WORK TO DO: Extract the line that contains "Phrase: cinnamon sugar rim" and every line after it through the end of the records below, exactly as written, leaving out any pictures.

-------------------------

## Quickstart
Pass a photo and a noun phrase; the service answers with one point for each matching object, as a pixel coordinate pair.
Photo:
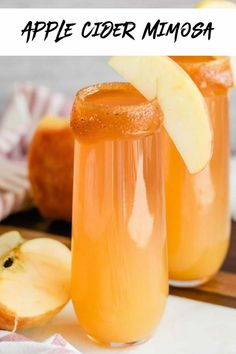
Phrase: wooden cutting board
(220, 290)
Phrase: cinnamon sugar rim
(96, 121)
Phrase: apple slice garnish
(34, 280)
(186, 117)
(216, 4)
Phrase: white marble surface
(188, 327)
(67, 74)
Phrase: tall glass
(119, 267)
(197, 206)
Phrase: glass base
(188, 283)
(118, 345)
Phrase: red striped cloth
(26, 106)
(13, 343)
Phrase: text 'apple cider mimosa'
(119, 266)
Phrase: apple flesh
(186, 117)
(34, 280)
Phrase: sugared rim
(94, 121)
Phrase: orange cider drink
(197, 206)
(119, 256)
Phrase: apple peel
(186, 117)
(34, 280)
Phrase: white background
(12, 21)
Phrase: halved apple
(34, 280)
(185, 112)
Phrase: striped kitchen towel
(13, 343)
(26, 106)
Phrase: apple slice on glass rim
(186, 117)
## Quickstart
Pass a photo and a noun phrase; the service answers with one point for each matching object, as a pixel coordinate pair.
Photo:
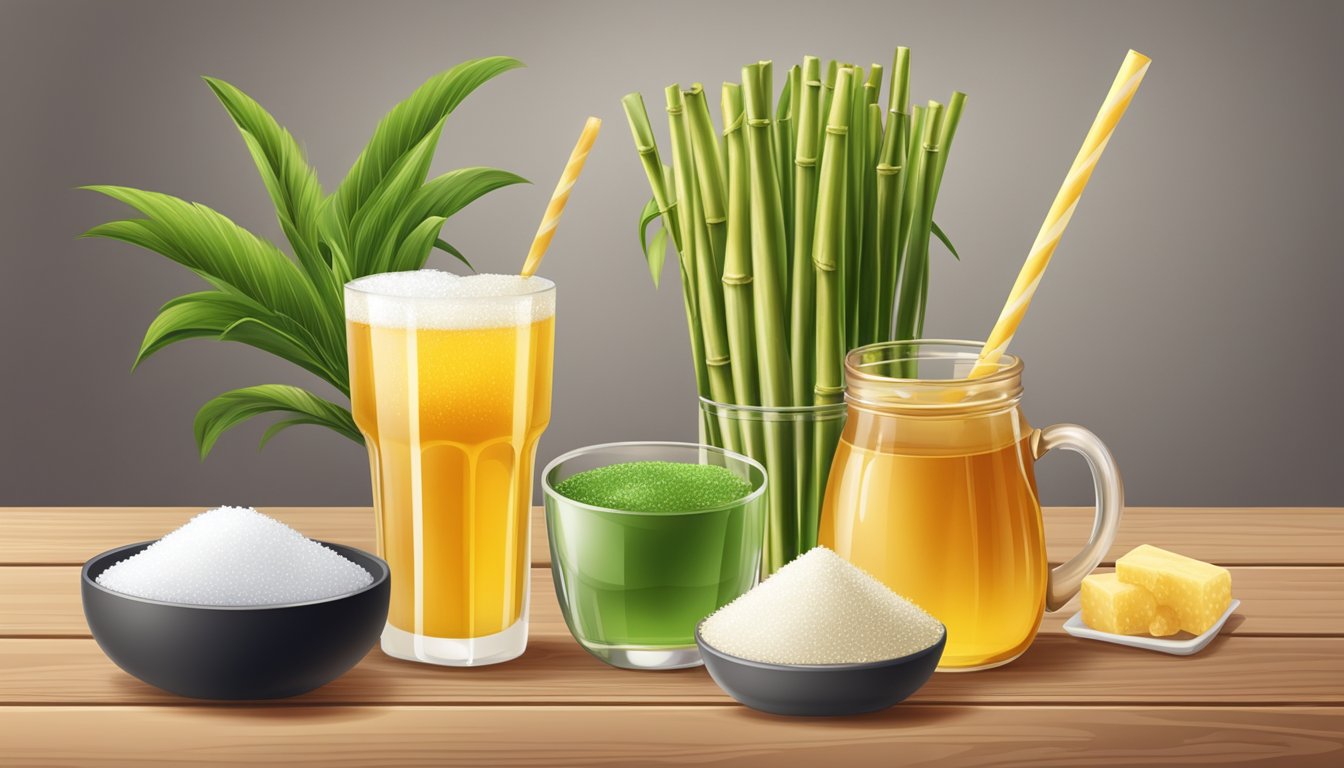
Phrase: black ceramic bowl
(820, 689)
(235, 653)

-------------------------

CORRECT ANSWER:
Phrase: cinnamon sugar rim
(96, 121)
Phrase: apple slice garnish
(34, 280)
(186, 117)
(216, 4)
Phrase: white marble surface
(188, 327)
(67, 74)
Phrase: tall glass
(119, 267)
(197, 206)
Phrase: glass base
(188, 283)
(118, 345)
Phrase: red striped cloth
(26, 106)
(13, 343)
Phrase: text 'apple cider mimosa'
(119, 266)
Phrase: apple flesh
(186, 117)
(34, 280)
Phrase: sugared rim
(94, 121)
Phrase: orange cider drink
(197, 206)
(119, 256)
Phrase: apple peel
(186, 117)
(34, 280)
Phrase: white background
(12, 21)
Phrase: halved apple
(34, 280)
(185, 112)
Phrase: striped kitchen towel
(13, 343)
(26, 106)
Phrase: apple slice on glass rim
(186, 117)
## Quickstart
Pass a photo and a noun phrase; the service answers with one point for each matching object, as a pixel coordinate pair.
Photo:
Phrase: black ceramic bowl
(820, 689)
(235, 653)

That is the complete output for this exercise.